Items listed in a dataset
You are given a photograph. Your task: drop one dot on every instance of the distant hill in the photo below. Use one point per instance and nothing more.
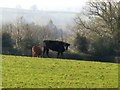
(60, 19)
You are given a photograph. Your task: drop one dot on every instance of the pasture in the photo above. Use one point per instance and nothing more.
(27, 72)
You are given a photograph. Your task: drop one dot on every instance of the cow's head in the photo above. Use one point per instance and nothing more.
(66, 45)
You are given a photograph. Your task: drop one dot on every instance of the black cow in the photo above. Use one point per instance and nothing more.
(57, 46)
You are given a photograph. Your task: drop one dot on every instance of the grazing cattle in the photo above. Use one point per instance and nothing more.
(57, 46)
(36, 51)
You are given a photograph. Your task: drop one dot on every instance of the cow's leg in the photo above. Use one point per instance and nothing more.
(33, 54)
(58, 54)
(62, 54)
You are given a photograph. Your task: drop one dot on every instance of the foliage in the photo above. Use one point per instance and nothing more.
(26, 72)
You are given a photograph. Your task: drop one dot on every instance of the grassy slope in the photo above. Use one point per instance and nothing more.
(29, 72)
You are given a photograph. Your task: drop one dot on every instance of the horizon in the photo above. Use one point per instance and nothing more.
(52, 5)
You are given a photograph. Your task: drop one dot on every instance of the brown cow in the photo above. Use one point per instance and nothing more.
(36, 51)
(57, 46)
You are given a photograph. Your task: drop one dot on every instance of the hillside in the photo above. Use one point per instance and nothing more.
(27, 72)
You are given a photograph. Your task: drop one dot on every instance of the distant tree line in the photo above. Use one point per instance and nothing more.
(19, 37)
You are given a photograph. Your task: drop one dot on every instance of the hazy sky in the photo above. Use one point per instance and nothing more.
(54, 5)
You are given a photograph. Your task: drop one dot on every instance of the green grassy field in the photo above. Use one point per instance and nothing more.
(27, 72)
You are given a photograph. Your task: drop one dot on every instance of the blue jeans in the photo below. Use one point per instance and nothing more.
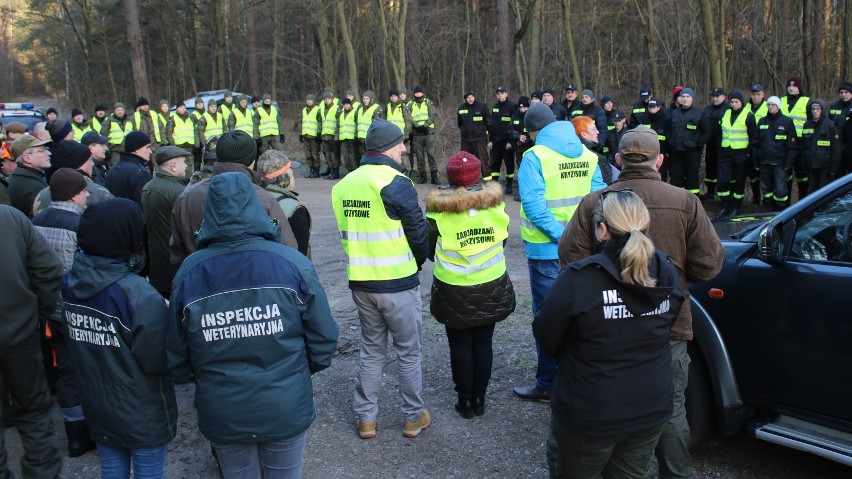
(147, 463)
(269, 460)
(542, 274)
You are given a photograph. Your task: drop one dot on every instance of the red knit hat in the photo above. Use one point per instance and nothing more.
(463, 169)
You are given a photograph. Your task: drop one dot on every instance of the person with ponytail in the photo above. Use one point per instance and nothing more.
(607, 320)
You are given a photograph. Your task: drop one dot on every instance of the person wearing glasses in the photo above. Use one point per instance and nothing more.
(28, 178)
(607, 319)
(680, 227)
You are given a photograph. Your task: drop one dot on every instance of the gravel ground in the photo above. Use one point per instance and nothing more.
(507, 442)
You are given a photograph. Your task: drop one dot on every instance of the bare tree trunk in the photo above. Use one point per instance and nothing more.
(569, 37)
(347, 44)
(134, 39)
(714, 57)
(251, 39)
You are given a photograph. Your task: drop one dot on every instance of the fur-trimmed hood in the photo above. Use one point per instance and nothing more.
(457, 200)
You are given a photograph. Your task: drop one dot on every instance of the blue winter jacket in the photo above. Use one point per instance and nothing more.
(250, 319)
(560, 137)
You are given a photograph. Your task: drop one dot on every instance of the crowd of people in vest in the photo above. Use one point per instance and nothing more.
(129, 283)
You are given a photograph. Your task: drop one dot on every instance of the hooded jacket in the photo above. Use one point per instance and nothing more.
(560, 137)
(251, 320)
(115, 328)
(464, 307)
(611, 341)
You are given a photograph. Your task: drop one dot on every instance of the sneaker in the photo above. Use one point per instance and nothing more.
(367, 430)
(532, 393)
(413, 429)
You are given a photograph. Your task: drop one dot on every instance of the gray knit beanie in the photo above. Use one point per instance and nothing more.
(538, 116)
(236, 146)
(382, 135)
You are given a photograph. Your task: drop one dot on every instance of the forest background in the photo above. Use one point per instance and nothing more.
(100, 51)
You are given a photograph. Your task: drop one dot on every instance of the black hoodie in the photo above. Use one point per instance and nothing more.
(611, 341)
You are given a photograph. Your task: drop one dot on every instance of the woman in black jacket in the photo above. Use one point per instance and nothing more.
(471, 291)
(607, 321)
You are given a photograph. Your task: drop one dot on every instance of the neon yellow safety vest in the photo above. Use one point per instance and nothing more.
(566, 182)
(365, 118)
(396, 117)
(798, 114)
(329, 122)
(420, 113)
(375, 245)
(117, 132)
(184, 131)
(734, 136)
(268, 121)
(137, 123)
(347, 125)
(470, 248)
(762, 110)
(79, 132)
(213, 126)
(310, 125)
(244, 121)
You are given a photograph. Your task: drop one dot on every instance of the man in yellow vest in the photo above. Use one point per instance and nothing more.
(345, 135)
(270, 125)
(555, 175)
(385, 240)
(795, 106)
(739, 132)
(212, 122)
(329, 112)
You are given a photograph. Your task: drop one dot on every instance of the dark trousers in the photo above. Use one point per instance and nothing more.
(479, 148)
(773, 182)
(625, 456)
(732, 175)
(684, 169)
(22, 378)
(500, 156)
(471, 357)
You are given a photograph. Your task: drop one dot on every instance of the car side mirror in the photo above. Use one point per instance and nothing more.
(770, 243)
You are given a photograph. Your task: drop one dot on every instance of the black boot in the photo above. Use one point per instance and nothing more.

- [YOUR OBJECTIVE]:
Your answer should hold every record above, printed exactly and free of pictures.

- [EXERCISE ANSWER]:
You are given a photograph. Your task: drop one dot on every instance of the distant hill in the photo below. Use one point per instance and nothing more.
(60, 19)
You are given a photograph. Your task: drop one dot on every instance of the pasture in the photo above. Use one point per instance and nothing more.
(27, 72)
You are given a photograph. Your task: drop one dot on every instance of the cow's head in the photo above. Use one point per instance and nothing more.
(66, 45)
You are given a photograph. Your task: drop one dot on every instance of the black cow in the photo above. Use one point per instance and nothing more.
(57, 46)
You are given a photograph. Your task: drop one dot on every instance of the grazing cattle in the photo above. Use one point per instance and nothing more.
(57, 46)
(36, 51)
You are given a photograph. Your task: drop one dot on every instance of the cow's leg in the photo above. Use one point per instance and nothing more.
(33, 54)
(58, 54)
(62, 54)
You are given a photograph. Your task: drop one dot on every instance of the foliage in the photo above. Use one point per instance and nothing more.
(26, 72)
You are given a photograph. Your task: drop one dot on every instance of the grassy slope in the photo above. Use one point per instance and nothing more.
(29, 72)
You are given a photograph. Your task: drop one dot on every instance of the horizon in the photo above. Use one point per instance and nothing more.
(52, 5)
You are given a photograph. Your task: drop one dot on every instance of the brown cow in the photo above. Use one point per instance and nothing more.
(36, 51)
(57, 46)
You are given a photograph. Your task: drop one dot on every instance of the hillside in the photo above. Use one point per instance and nothing more.
(27, 72)
You are given a photograph. Your task: drop one dot on every instance of the distant tree line in the photo above. Use one point per instance and nothing more.
(19, 37)
You are given a photograph. Your task: drop one dot on every instance of the hazy sky in the photo above. Use one point per instance and nothing more.
(54, 5)
You are given a photograph. Your task: drop one dot on every instance of the green grassy field in the photo above. Use one point per instance and nothing more.
(27, 72)
You are given a photograph. Your task: drop one dot on every instance of the blue jeans in the photo below. Use one point per instance and nothing more.
(147, 463)
(269, 460)
(542, 274)
You are given a photograph. Your task: drop one dot on every instance of the red knit hat in the photo above. Use one point per instance and nothing more.
(463, 169)
You are given a photograph. Your task: drop one dot on every instance of the person with ponytail in the photo above. Use one point per instance and nothing more.
(607, 320)
You are given a photograph. Your task: drop one dot on every instance of the person wearing glasses in the photo above. Use one point per instance and nothing more.
(28, 178)
(607, 319)
(680, 227)
You are given a photograph. Your task: drop one dot on every instance of the gravel ground in the photo above. Use one point per instance and nothing more.
(507, 442)
You are given a photograph. Your task: drop one dot on every instance of the bare tree trunk in the photo above. Use one point per instance and nothing more.
(569, 37)
(347, 44)
(134, 39)
(714, 57)
(251, 39)
You are given a photograph. Your task: drop one dot on every instance of the fur-trimmed hood in the photo above. Use one point per instance and nothing more.
(457, 200)
You are given a photograph. Your task: drop one dot on every instance of the blue winter jacket in the photo above. Use one point per instance and nothing more.
(250, 319)
(560, 137)
You are given a photograph. Your task: drop one dot on every instance of the crowd of people in vest in the photo above. Use one point per instance and nothing more.
(129, 283)
You are given a photograph. Your task: drop one dot on every instance of the hooded jacket in the photo above. Use one point per instance and nothing more.
(560, 137)
(251, 320)
(115, 328)
(464, 307)
(611, 341)
You are given a photograph. Your task: drop one dot on every instance of the sneaker in the photo above. Use one point per instance and nothing more.
(367, 430)
(532, 393)
(413, 429)
You are given a photograph. Your task: drop one dot on every instance of the gray knit beanie in the photo above. Use one point per instance and nothing more.
(538, 116)
(236, 146)
(382, 135)
You are given a photograph. Your task: drop one dot on every instance of the forest background in the photo above. Use one point per instance and nothing more.
(100, 51)
You are given a photograph. Your task: drop one dot on every instance of the black hoodie in the photo above. Use one point per instance and nothing more.
(611, 341)
You are given a photograph. Your task: drop one dot on every instance of the woman in black jacket in the photo above. Use one point per instance and nothing more.
(471, 291)
(607, 321)
You are given a photograph. Your task: drop one dot on every instance of the neon yellow safety vest in the photo above. Use one point per instance and nothing more.
(566, 182)
(365, 118)
(396, 117)
(798, 114)
(329, 122)
(420, 113)
(375, 245)
(117, 132)
(184, 131)
(734, 136)
(268, 121)
(137, 123)
(347, 125)
(470, 248)
(762, 110)
(79, 132)
(213, 126)
(310, 125)
(244, 121)
You are given a photograph. Your task: drop one dot on every instance of the man in yellow vest in the photo above. Use one point per instance and nothing more.
(345, 135)
(270, 125)
(555, 175)
(385, 240)
(795, 106)
(739, 132)
(212, 122)
(329, 112)
You are given a photograph. Your task: drop one dot on every instance of the dark trousers in the photo above. Use one point per instance and nothing more.
(479, 148)
(773, 182)
(625, 456)
(732, 175)
(684, 169)
(22, 378)
(500, 156)
(471, 357)
You are given a photograph. Your task: drop one dot on every instance of the car side mirror in the photo above. Use one point per instance and nothing more.
(770, 243)
You are given a photograph. Your task: drop one dot on every instance of the black boot in the photo above. Use one point per instance and nothing more.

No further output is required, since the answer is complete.